══ Material to process

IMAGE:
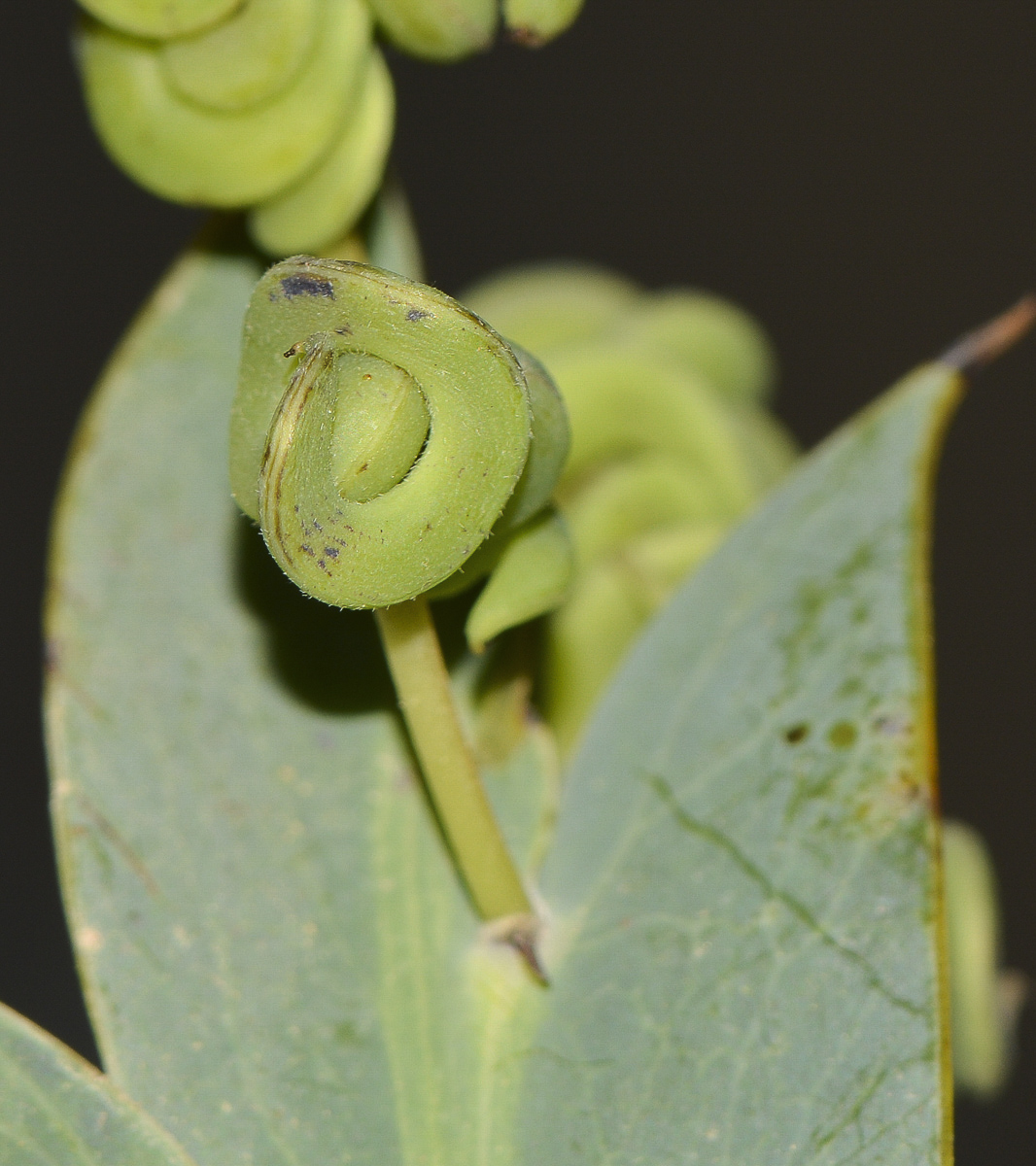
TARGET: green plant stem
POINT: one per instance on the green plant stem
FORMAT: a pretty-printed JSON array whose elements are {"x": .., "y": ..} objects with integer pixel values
[{"x": 448, "y": 764}]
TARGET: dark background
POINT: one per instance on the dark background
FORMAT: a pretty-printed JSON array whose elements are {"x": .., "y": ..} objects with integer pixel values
[{"x": 859, "y": 174}]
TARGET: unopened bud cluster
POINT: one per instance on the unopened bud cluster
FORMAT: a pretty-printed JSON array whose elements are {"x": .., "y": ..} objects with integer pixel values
[{"x": 284, "y": 108}]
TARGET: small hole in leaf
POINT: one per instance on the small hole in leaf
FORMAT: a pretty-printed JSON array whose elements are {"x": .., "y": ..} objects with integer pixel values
[{"x": 843, "y": 735}]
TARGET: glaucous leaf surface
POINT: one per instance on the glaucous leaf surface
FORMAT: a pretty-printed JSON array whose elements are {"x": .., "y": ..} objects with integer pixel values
[
  {"x": 278, "y": 957},
  {"x": 745, "y": 963},
  {"x": 57, "y": 1111}
]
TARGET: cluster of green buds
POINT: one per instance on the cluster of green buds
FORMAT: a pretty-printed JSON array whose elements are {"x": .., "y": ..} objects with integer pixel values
[
  {"x": 284, "y": 108},
  {"x": 671, "y": 443}
]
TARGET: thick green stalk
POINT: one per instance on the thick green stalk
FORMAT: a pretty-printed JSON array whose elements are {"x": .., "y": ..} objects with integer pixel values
[{"x": 448, "y": 764}]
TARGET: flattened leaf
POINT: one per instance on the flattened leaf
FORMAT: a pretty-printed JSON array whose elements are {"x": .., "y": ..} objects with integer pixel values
[
  {"x": 743, "y": 879},
  {"x": 57, "y": 1111},
  {"x": 278, "y": 957}
]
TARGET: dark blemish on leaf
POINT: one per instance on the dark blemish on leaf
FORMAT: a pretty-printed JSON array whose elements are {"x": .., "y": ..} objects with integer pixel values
[
  {"x": 307, "y": 285},
  {"x": 843, "y": 735},
  {"x": 890, "y": 726}
]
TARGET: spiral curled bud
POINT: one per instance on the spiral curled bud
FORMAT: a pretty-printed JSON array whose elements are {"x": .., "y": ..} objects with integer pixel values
[
  {"x": 380, "y": 435},
  {"x": 669, "y": 448}
]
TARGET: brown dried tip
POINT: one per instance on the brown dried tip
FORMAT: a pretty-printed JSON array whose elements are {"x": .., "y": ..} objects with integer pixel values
[
  {"x": 527, "y": 38},
  {"x": 993, "y": 339},
  {"x": 521, "y": 933}
]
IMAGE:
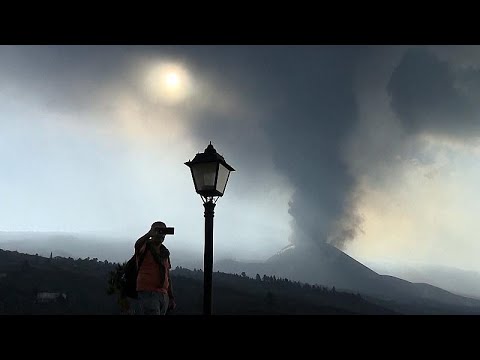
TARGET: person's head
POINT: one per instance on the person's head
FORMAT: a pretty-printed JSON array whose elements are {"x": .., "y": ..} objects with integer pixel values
[{"x": 155, "y": 231}]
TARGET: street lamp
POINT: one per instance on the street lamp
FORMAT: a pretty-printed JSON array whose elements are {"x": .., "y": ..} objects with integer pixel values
[{"x": 210, "y": 173}]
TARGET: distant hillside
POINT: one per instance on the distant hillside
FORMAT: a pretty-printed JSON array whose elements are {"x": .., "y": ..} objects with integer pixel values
[
  {"x": 84, "y": 283},
  {"x": 457, "y": 281},
  {"x": 326, "y": 265}
]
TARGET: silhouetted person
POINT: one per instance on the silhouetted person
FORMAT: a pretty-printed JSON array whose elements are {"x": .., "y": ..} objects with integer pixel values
[{"x": 154, "y": 285}]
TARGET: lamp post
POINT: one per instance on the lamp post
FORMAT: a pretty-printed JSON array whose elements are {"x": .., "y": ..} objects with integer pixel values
[{"x": 210, "y": 173}]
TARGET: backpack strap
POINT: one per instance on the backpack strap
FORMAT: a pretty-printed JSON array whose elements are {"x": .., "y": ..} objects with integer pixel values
[
  {"x": 142, "y": 257},
  {"x": 158, "y": 259}
]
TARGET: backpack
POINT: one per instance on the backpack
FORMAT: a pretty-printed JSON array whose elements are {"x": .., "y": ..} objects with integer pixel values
[{"x": 129, "y": 278}]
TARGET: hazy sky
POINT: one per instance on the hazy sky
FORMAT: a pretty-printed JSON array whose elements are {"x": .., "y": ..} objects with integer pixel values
[{"x": 374, "y": 149}]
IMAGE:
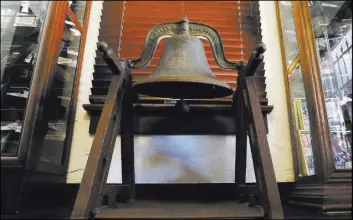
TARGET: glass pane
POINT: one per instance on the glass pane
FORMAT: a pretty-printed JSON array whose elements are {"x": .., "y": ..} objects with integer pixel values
[
  {"x": 288, "y": 30},
  {"x": 332, "y": 26},
  {"x": 21, "y": 26},
  {"x": 301, "y": 123},
  {"x": 61, "y": 95},
  {"x": 79, "y": 9}
]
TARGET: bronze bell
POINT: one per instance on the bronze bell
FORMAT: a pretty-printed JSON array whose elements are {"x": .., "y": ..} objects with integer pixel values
[{"x": 183, "y": 73}]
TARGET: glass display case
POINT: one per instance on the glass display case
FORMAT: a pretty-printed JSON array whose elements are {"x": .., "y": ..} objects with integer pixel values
[
  {"x": 317, "y": 64},
  {"x": 319, "y": 96},
  {"x": 41, "y": 54},
  {"x": 332, "y": 27},
  {"x": 21, "y": 28}
]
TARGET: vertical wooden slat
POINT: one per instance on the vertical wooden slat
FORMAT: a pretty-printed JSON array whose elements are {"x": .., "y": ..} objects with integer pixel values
[
  {"x": 97, "y": 167},
  {"x": 127, "y": 145},
  {"x": 72, "y": 113},
  {"x": 260, "y": 150},
  {"x": 242, "y": 122}
]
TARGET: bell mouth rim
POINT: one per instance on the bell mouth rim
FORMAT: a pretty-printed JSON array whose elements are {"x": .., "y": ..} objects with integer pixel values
[{"x": 222, "y": 88}]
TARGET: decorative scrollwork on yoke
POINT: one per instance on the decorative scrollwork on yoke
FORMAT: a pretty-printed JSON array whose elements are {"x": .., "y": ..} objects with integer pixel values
[{"x": 183, "y": 28}]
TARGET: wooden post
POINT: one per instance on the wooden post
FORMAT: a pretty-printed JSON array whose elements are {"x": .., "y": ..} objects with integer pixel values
[
  {"x": 94, "y": 178},
  {"x": 242, "y": 121},
  {"x": 127, "y": 145},
  {"x": 260, "y": 150}
]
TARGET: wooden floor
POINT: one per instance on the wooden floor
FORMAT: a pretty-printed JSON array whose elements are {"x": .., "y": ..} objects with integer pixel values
[{"x": 149, "y": 209}]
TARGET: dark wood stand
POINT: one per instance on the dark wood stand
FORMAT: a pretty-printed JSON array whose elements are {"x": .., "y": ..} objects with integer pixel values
[{"x": 117, "y": 113}]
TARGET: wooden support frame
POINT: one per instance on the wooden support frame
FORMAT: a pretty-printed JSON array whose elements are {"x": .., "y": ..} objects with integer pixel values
[{"x": 119, "y": 102}]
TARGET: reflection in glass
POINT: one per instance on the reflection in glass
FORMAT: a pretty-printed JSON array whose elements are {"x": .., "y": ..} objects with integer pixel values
[
  {"x": 332, "y": 26},
  {"x": 301, "y": 123},
  {"x": 288, "y": 30},
  {"x": 79, "y": 9},
  {"x": 61, "y": 95},
  {"x": 21, "y": 26}
]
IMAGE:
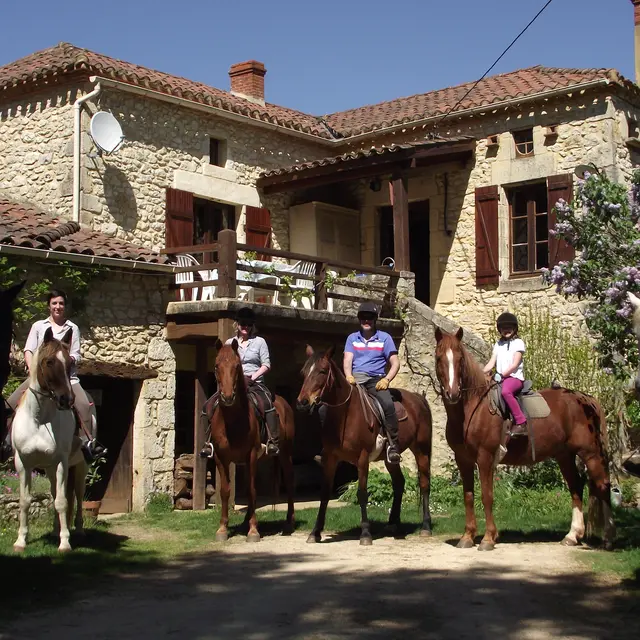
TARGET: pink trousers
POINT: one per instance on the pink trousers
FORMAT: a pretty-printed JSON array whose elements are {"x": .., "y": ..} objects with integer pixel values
[{"x": 511, "y": 386}]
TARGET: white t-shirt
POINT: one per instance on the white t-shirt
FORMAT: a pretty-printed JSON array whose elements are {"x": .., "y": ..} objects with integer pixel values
[{"x": 504, "y": 351}]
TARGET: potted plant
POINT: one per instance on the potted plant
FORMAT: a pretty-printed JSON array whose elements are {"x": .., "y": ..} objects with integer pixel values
[{"x": 91, "y": 508}]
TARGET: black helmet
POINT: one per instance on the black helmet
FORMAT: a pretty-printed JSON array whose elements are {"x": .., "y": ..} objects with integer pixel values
[
  {"x": 368, "y": 307},
  {"x": 246, "y": 314},
  {"x": 507, "y": 320}
]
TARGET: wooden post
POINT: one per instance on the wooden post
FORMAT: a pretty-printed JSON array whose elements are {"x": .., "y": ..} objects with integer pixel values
[
  {"x": 400, "y": 223},
  {"x": 199, "y": 464},
  {"x": 226, "y": 331},
  {"x": 320, "y": 287},
  {"x": 227, "y": 258}
]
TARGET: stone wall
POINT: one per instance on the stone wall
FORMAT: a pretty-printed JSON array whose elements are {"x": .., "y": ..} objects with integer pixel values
[{"x": 123, "y": 323}]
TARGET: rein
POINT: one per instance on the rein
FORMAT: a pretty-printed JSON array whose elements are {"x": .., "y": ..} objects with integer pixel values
[{"x": 330, "y": 378}]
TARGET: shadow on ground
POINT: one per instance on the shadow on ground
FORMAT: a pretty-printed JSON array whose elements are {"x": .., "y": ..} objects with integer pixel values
[{"x": 253, "y": 591}]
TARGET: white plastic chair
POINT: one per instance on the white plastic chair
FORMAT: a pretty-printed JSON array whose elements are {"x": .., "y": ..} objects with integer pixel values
[{"x": 187, "y": 260}]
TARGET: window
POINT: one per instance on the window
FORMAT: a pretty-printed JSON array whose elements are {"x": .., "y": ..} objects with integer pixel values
[
  {"x": 209, "y": 218},
  {"x": 524, "y": 142},
  {"x": 529, "y": 222},
  {"x": 217, "y": 152}
]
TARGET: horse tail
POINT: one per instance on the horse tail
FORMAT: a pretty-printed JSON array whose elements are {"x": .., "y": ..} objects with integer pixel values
[{"x": 599, "y": 507}]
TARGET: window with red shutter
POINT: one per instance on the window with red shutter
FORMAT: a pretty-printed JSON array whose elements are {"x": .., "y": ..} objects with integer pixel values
[
  {"x": 559, "y": 187},
  {"x": 487, "y": 270},
  {"x": 258, "y": 228},
  {"x": 178, "y": 218}
]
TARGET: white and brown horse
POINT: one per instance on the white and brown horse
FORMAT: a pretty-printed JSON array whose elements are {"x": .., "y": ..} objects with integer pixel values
[{"x": 42, "y": 436}]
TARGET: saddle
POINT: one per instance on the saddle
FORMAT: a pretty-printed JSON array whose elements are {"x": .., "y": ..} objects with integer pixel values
[
  {"x": 533, "y": 405},
  {"x": 372, "y": 408}
]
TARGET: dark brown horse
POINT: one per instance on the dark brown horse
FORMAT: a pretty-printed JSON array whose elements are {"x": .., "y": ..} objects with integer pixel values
[
  {"x": 235, "y": 435},
  {"x": 346, "y": 436},
  {"x": 576, "y": 426},
  {"x": 7, "y": 297}
]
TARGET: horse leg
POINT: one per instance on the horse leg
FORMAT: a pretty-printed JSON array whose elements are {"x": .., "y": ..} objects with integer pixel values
[
  {"x": 329, "y": 464},
  {"x": 222, "y": 534},
  {"x": 466, "y": 469},
  {"x": 485, "y": 470},
  {"x": 25, "y": 503},
  {"x": 397, "y": 481},
  {"x": 286, "y": 462},
  {"x": 363, "y": 497},
  {"x": 575, "y": 483},
  {"x": 424, "y": 478},
  {"x": 62, "y": 505},
  {"x": 600, "y": 515},
  {"x": 252, "y": 463}
]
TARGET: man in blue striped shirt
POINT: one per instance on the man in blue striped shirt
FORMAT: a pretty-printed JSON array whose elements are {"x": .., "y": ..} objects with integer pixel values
[{"x": 366, "y": 355}]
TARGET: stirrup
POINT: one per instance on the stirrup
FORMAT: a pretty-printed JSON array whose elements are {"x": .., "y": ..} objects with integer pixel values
[{"x": 207, "y": 450}]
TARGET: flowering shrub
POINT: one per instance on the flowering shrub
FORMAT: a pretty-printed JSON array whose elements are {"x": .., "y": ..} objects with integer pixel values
[{"x": 602, "y": 224}]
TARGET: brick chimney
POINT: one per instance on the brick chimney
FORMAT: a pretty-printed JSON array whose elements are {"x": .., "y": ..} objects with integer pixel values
[
  {"x": 247, "y": 80},
  {"x": 636, "y": 22}
]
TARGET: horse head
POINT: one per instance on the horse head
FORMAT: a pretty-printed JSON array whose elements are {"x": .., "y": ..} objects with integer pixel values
[
  {"x": 53, "y": 369},
  {"x": 317, "y": 378},
  {"x": 228, "y": 371},
  {"x": 449, "y": 363}
]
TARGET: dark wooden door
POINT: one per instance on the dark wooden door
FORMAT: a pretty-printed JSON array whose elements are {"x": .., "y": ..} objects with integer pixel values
[{"x": 115, "y": 400}]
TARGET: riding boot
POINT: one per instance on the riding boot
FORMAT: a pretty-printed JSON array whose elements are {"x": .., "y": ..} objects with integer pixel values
[
  {"x": 273, "y": 429},
  {"x": 393, "y": 450}
]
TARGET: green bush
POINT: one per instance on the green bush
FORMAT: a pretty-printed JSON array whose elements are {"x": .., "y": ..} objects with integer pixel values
[{"x": 159, "y": 503}]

════

Task directions:
Write out again the part of the items that opens with the line containing "TARGET: brick chimney" and runs through the end of the items, including the requests. Scale every x and y coordinate in the answers by 2.55, rounding to whole numbers with halves rounded up.

The result:
TARGET: brick chimney
POINT: one per instance on the brick chimney
FORMAT: a pretty-printed JSON array whose elements are {"x": .., "y": ..} objects with integer pixel values
[
  {"x": 630, "y": 204},
  {"x": 1622, "y": 56}
]
TARGET: horse head
POINT: one per instance on the horse head
FORMAT: a pretty-printed JSON array whose elements are {"x": .., "y": ..} objects with integer pixel values
[
  {"x": 135, "y": 941},
  {"x": 808, "y": 964},
  {"x": 581, "y": 946},
  {"x": 1145, "y": 926}
]
TARGET: dark wooden door
POINT: one per instance on the dark wooden door
FORMAT: a pretty-printed JSON array whose elements are {"x": .., "y": ..} objects with integer pixel values
[{"x": 293, "y": 1020}]
TARGET: riding boot
POINT: one per instance on the riding boot
FORMAT: a pretty-printed JSON array whose elements are {"x": .., "y": ..} objects with integer pixel values
[
  {"x": 696, "y": 1094},
  {"x": 1002, "y": 1148}
]
TARGET: green bush
POINT: one per instance on the green bush
FORMAT: a pretty-printed JSON array whose elements are {"x": .., "y": ..} objects with integer pixel values
[{"x": 405, "y": 1283}]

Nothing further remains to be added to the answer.